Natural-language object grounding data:
== Segment start ==

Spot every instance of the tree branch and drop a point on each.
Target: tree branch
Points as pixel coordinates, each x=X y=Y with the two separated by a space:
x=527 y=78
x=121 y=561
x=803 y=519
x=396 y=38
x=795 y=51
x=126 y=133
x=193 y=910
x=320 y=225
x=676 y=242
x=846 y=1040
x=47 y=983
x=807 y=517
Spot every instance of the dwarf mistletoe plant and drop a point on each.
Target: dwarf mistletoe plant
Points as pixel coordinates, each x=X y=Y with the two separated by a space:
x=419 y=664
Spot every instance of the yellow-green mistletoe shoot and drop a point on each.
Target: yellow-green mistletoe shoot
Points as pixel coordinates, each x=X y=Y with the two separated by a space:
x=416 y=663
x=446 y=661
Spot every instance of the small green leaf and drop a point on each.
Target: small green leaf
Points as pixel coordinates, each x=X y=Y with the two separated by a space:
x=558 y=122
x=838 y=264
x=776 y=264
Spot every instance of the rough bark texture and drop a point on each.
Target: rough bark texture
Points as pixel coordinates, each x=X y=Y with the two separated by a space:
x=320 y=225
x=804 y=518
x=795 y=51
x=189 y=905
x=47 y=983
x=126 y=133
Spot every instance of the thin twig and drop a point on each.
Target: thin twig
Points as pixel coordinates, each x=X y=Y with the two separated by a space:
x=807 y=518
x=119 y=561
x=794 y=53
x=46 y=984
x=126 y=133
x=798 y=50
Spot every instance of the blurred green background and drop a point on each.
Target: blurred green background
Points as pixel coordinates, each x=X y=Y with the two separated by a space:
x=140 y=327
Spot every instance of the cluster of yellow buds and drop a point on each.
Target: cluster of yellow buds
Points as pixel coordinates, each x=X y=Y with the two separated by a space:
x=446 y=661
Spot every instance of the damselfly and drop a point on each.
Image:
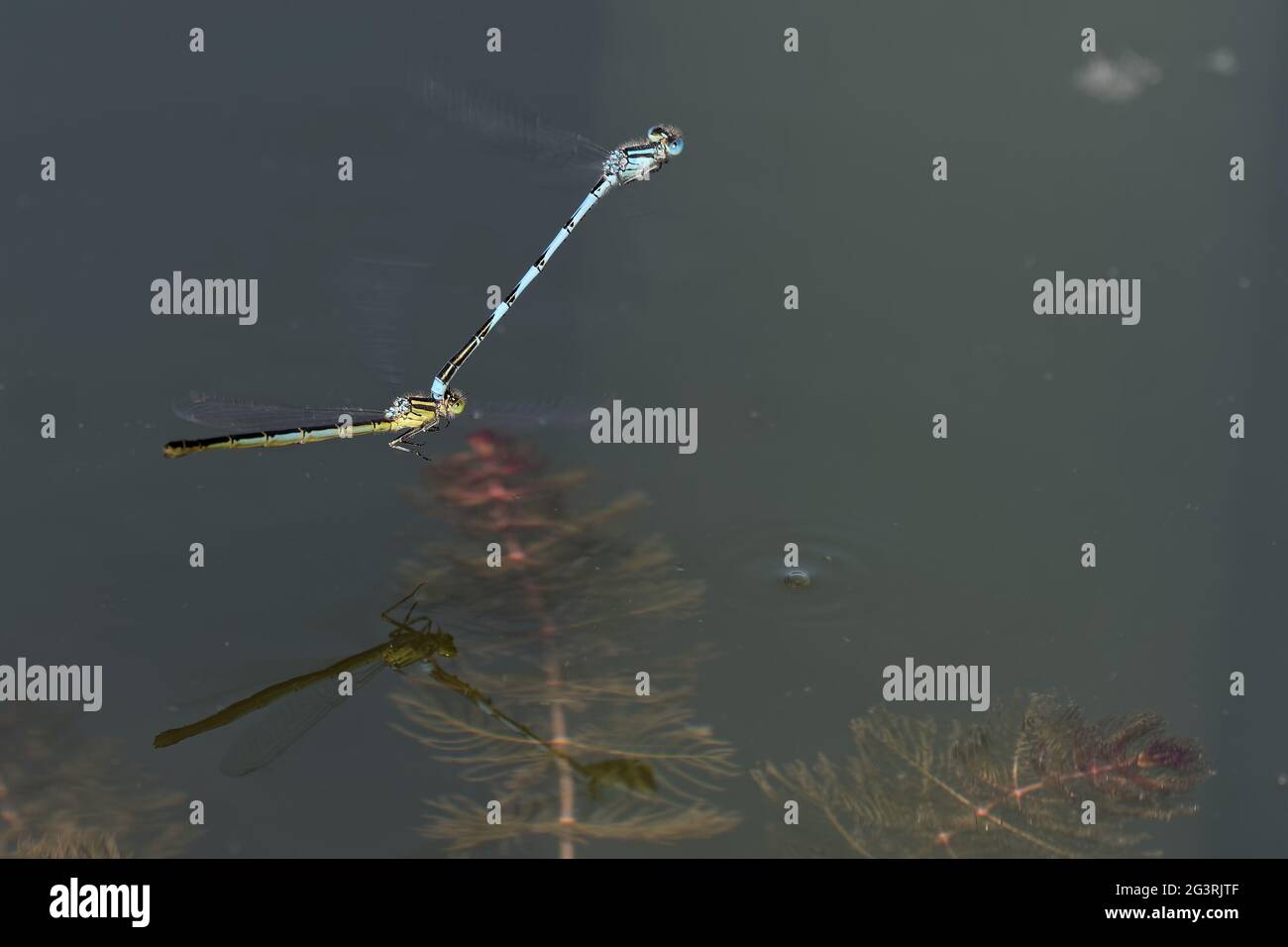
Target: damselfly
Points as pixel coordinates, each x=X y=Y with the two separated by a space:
x=415 y=414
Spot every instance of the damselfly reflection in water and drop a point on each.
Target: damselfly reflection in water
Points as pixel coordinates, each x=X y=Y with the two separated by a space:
x=303 y=701
x=420 y=412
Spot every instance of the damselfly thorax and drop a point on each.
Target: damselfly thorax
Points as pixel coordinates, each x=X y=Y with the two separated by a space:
x=419 y=414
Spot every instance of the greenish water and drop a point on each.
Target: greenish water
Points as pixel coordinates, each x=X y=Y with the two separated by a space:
x=807 y=169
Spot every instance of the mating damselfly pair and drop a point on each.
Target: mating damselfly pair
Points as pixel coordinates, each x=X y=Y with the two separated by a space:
x=297 y=703
x=417 y=414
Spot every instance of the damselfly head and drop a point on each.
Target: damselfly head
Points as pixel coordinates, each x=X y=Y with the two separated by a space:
x=668 y=136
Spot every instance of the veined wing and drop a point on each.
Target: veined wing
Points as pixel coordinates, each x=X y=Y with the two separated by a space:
x=246 y=415
x=277 y=728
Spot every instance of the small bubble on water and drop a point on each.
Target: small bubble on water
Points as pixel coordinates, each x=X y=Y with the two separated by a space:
x=797 y=579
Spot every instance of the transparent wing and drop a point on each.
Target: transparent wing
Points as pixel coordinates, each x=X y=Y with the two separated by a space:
x=246 y=415
x=507 y=125
x=277 y=728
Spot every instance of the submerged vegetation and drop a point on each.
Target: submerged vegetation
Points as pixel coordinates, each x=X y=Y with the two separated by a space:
x=1017 y=785
x=563 y=605
x=64 y=796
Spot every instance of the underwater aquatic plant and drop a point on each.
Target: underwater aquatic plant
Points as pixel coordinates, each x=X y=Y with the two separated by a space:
x=1014 y=785
x=555 y=638
x=63 y=796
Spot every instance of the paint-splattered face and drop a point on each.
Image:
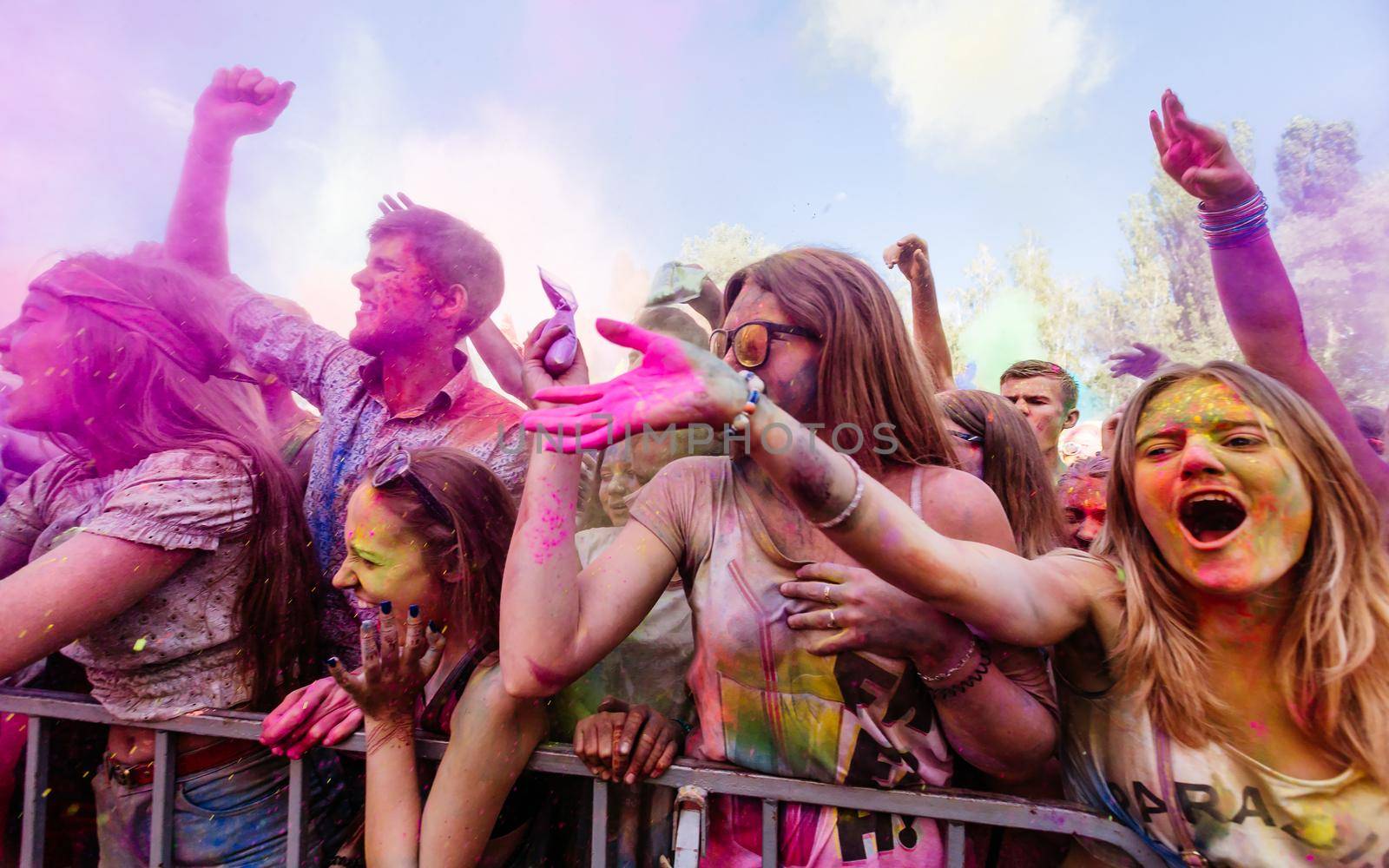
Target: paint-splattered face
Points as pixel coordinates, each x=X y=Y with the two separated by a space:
x=396 y=306
x=631 y=464
x=792 y=367
x=385 y=560
x=1039 y=400
x=618 y=483
x=1219 y=490
x=38 y=349
x=1083 y=510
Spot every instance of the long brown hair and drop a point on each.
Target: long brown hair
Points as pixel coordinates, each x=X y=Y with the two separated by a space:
x=139 y=402
x=870 y=372
x=472 y=548
x=1013 y=467
x=1333 y=661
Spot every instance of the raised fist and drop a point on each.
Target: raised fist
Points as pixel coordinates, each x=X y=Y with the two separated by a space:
x=240 y=102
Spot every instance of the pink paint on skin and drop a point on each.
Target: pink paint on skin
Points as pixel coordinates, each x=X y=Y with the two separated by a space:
x=546 y=677
x=1219 y=490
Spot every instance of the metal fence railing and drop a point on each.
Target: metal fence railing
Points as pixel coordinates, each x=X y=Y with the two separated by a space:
x=955 y=809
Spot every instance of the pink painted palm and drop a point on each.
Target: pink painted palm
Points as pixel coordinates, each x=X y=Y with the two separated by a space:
x=1198 y=157
x=677 y=384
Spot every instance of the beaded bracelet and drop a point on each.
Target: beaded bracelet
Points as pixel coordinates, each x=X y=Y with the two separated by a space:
x=1238 y=226
x=754 y=393
x=964 y=659
x=985 y=661
x=853 y=503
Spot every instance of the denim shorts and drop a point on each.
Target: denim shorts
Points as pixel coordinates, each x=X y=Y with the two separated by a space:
x=236 y=814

== Segment end ==

Goal of the exercise
How many lines in the entries above hold the string "greenish"? Answer with the number and nothing more.

Response to the exercise
2